# [The problem]
Return the passage of the text on Alzheimer's disease in a Petri dish word for word, starting with "Being able to" and going on through "a Petri dish.".

*** Excerpt

Being able to recreate a disease is one decisive step towards curing it. If until now researchers had the chance to observing the evolution of Alzheimer’s disease on mice only, from now on they could be analyzing the disease in a Petri dish.
Two researchers from Massachusetts General Hospital in Boston worked on the project. Doo Yeon Kim told his colleague Rudolph E. Tanzi about the idea to grow human brain cells in a gel and give them Alzheimer’s genes. In just a couple of weeks, the signs of dementia on the lab brain cells were obvious.
This is far from being an ideal solution the understand the evolution of dementia in humans, as the petri dish cells lack important characteristics of a real brain, like immune system cells. But researchers can start testing various experimental drugs much easier and faster.
“This new system – which can be adapted to other neurodegenerative disorders – should revolutionize drug discovery in terms of speed, costs and physiologic relevance to disease,” says Tanzi. “Testing drugs in mouse models that typically have brain deposits of either plaques or tangles, but not both, takes more than a year and is very costly. With our three-dimensional model that recapitulates both plaques and tangles, we now can screen hundreds of thousands of drugs in a matter of months without using animals in a system that is considerably more relevant to the events occurring in the brains of Alzheimer’s patients.”
Dr. Tanzi will soon begin testing more than 1,000 available drugs, as well as around 5,000 drugs that passed the first clinical tests.
By recreating Alzheimer’s in lab settings, researchers managed to confirm a prominent explanation. It seems that indeed, the beta amyloid protein is involved in the process. An excessive production of the protein leads to the formation of plaques. As a response, neurons start making tangles. So far, there was no confirmation that the protein is responsible for the production of tangles, as the disease acted differently in mice brains. Consequently, the drugs tested on mice could not have been effective on humans.
In fact, the occurrence of Alzheimer’s in the Petri dish confirms the simplest model. If the excessive production of the beta amyloid protein is the main culprit, targeting it may be the strategy to find a cure for the disease.

******
*** Information

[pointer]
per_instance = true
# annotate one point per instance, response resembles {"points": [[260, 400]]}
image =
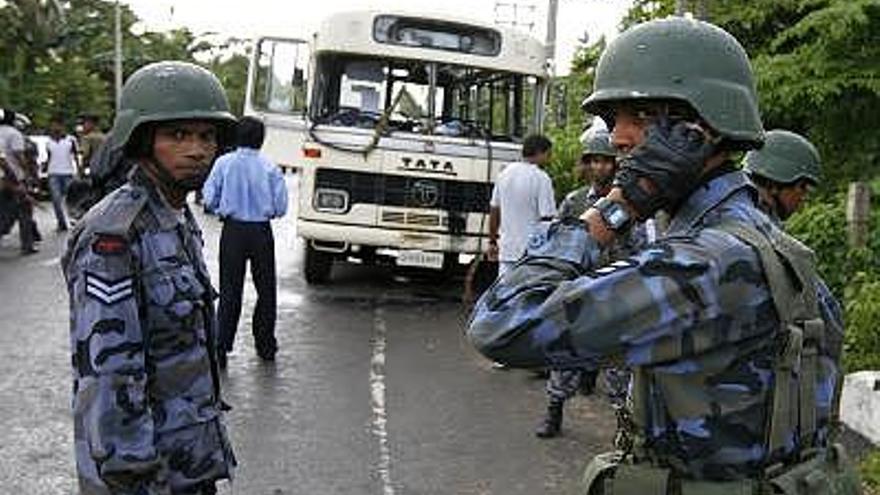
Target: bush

******

# [Exercise answer]
Being able to recreate a disease is one decisive step towards curing it. If until now researchers had the chance to observing the evolution of Alzheimer’s disease on mice only, from now on they could be analyzing the disease in a Petri dish.